Aim: Pick out every line in the entries that contains the word "police", matching case exactly.

-------

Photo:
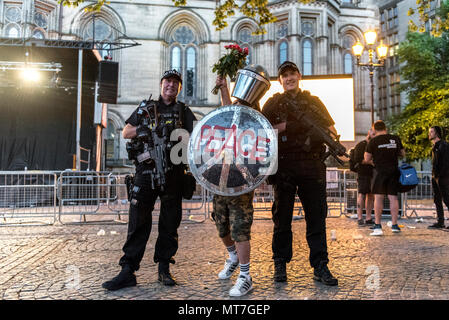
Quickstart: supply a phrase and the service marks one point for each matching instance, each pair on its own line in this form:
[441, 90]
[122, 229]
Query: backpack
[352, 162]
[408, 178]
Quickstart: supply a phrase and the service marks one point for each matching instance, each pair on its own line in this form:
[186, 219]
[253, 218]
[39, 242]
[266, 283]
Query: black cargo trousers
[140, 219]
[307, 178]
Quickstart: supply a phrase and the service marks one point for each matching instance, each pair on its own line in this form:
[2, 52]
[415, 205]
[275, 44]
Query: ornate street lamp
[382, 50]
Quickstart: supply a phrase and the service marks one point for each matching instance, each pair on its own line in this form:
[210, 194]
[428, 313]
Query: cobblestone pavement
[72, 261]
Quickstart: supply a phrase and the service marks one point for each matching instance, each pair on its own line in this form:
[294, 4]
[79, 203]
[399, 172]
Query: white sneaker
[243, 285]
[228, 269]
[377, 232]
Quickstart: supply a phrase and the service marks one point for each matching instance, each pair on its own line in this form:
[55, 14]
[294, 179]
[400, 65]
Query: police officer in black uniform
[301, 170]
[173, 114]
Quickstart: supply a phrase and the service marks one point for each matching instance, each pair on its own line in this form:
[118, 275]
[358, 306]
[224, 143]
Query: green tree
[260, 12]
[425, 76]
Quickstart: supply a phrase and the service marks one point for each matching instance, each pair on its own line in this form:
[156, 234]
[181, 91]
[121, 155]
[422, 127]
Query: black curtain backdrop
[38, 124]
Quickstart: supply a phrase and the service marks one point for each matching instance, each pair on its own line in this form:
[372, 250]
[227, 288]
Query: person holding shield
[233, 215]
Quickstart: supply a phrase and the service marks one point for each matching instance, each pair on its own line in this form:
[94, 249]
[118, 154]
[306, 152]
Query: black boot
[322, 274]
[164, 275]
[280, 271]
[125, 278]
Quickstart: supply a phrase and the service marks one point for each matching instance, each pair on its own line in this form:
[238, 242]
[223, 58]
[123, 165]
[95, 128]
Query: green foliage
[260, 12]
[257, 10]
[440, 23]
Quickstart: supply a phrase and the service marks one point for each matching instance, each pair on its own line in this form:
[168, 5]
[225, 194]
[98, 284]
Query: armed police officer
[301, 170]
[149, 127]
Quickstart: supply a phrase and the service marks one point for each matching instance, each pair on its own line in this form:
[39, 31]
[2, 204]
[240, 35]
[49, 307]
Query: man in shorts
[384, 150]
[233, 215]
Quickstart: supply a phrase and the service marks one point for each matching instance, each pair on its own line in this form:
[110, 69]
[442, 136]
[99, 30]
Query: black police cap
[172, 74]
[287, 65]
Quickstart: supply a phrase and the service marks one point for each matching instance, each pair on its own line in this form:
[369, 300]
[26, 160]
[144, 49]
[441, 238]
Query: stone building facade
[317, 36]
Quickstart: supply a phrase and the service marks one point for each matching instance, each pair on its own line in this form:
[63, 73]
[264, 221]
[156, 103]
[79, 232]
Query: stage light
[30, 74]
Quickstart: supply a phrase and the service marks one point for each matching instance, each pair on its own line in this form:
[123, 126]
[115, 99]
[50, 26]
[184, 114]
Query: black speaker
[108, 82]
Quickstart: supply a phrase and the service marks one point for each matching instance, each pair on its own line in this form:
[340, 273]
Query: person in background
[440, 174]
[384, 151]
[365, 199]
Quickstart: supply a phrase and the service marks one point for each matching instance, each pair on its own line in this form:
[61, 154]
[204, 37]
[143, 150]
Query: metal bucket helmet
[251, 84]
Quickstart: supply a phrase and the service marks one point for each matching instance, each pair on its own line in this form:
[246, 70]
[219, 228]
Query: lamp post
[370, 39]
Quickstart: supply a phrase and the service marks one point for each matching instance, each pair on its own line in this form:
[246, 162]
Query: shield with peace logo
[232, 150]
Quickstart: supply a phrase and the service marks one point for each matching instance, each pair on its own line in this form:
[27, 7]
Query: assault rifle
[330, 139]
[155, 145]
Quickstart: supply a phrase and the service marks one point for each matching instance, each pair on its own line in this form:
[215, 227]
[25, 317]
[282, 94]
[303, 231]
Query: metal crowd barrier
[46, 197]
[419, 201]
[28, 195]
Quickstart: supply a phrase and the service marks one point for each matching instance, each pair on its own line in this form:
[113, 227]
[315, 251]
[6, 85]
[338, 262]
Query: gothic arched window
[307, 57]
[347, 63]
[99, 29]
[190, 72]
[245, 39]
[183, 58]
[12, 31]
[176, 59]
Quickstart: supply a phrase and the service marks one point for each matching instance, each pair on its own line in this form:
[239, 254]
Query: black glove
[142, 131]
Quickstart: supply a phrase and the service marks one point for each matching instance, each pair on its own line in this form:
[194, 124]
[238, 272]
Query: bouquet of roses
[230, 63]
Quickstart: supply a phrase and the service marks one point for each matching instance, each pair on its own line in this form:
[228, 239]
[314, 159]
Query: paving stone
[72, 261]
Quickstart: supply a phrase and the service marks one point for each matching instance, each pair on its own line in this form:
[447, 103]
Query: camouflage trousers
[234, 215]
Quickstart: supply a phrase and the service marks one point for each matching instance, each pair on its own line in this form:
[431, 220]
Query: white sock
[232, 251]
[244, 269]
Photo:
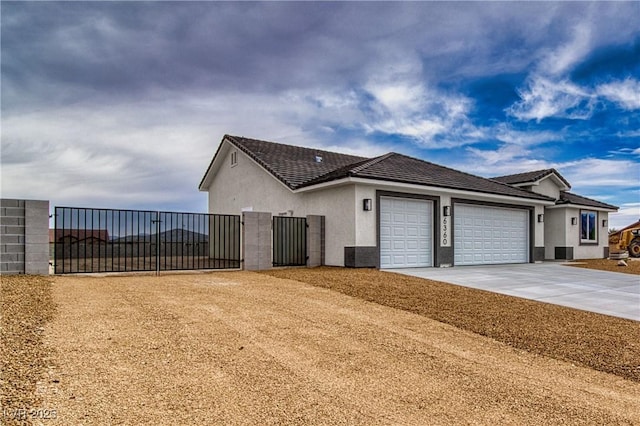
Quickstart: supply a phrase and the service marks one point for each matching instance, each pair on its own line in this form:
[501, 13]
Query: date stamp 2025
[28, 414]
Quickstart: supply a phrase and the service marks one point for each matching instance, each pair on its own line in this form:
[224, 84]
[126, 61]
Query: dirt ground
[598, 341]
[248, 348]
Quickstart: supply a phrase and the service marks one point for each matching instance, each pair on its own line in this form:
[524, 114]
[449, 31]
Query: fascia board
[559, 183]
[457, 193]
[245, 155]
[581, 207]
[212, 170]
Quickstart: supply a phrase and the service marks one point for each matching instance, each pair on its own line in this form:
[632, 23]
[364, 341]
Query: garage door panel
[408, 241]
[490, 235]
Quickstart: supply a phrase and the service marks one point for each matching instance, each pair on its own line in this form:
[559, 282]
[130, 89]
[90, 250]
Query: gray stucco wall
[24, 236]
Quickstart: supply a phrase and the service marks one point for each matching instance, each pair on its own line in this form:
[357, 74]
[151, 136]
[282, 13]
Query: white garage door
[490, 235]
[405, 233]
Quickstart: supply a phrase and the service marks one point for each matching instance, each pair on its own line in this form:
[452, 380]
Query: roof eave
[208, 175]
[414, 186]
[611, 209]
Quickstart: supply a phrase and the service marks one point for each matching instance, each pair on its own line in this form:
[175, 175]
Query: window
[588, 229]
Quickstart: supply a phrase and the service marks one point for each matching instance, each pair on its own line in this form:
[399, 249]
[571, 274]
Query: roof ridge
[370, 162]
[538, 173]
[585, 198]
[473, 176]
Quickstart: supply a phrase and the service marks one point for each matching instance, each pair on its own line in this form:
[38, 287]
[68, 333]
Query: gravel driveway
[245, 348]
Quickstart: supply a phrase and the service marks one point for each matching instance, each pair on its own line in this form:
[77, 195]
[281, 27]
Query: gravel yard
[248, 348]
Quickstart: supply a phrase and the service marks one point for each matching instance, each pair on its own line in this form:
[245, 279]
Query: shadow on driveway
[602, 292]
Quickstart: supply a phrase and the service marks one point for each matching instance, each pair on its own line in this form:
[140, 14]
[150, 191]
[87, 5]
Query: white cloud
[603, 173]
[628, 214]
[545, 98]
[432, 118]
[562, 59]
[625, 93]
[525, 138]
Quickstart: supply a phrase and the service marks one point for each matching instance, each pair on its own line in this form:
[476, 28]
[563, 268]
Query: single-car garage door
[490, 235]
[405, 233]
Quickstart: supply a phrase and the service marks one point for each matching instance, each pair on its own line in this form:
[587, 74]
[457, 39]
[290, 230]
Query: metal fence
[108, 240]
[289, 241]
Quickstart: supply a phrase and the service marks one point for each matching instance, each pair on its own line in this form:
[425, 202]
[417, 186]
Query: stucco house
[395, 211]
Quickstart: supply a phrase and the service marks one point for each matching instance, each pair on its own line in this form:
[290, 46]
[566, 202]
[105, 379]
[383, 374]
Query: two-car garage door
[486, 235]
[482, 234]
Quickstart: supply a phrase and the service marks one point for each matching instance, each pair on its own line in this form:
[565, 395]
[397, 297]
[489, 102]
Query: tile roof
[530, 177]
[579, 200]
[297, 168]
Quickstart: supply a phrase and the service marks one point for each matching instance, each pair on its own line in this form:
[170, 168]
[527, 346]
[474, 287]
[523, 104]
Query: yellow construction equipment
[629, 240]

-------

Solution:
Query: police officer in black uniform
Query: armed police officer
Query: black police cap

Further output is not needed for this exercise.